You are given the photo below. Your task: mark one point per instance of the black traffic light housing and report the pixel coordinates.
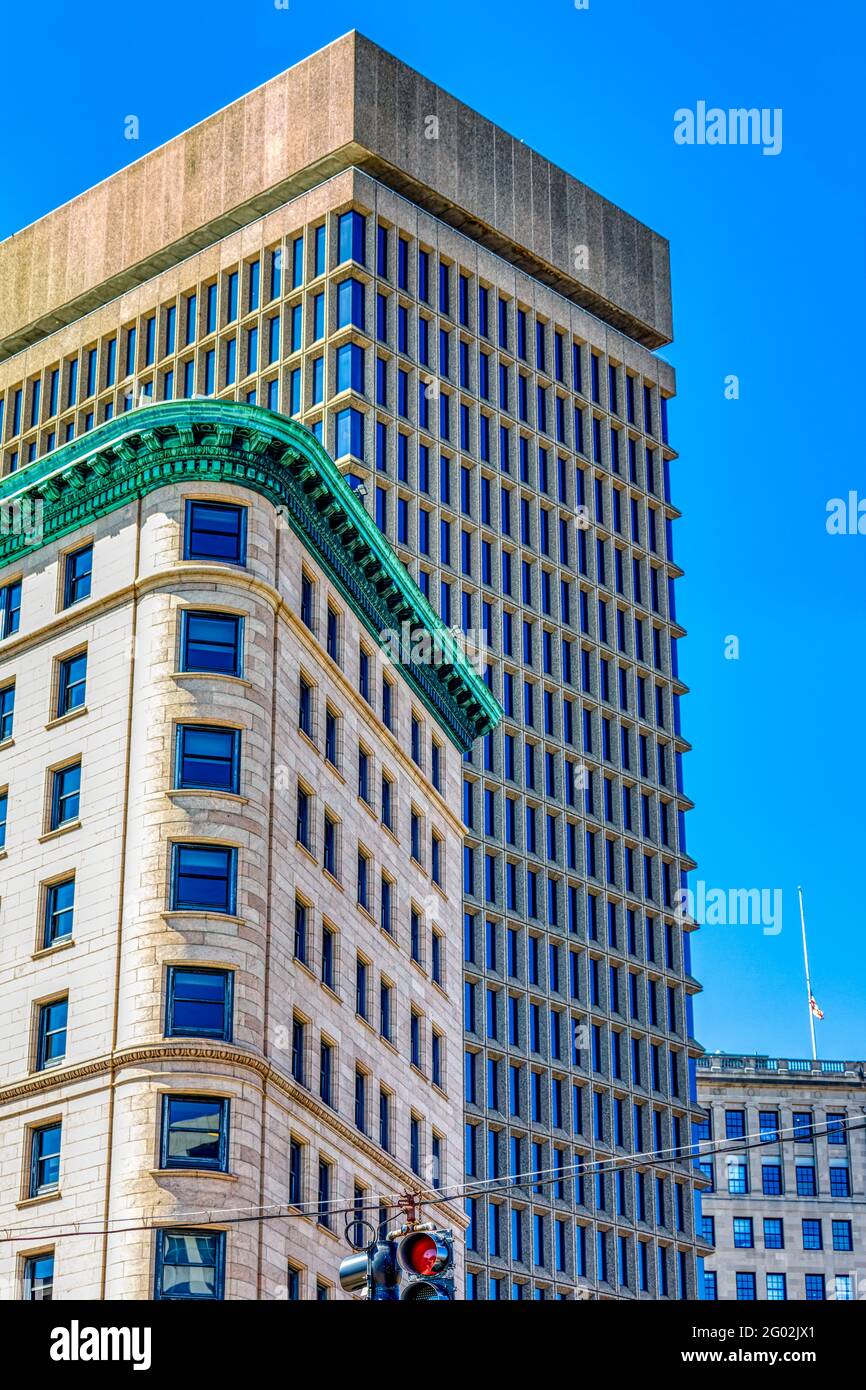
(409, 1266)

...

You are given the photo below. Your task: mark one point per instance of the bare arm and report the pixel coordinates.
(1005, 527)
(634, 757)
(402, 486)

...

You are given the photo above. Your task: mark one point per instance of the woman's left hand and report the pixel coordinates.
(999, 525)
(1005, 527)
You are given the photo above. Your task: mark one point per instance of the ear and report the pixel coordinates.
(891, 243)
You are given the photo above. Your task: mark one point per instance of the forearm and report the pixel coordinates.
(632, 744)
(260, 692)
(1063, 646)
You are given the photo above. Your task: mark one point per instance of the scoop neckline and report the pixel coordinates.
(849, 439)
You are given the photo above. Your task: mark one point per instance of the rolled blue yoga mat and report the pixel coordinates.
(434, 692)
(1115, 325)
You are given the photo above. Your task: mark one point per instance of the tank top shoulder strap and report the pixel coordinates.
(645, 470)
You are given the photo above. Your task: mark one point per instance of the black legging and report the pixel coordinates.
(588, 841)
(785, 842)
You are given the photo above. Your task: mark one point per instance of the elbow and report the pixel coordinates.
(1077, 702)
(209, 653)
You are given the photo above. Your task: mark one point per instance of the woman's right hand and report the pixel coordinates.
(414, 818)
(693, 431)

# WHAT IS NEEDED
Arrange the lines of the listing above, from the line containing "neckline and report the pixel coordinates." through the line containing "(1115, 325)", both included, as a JSON list of strings with one entry per line and no blank lines.

# EXERCISE ANSWER
[
  "You are given the photo above. Your task: mark one point per instance of the scoop neckline and report the pixel coordinates.",
  "(849, 439)",
  "You are given the photo above. Your task: mark one point per instance of the rolled blue yoga mat and report the pixel coordinates.",
  "(434, 692)",
  "(1115, 325)"
]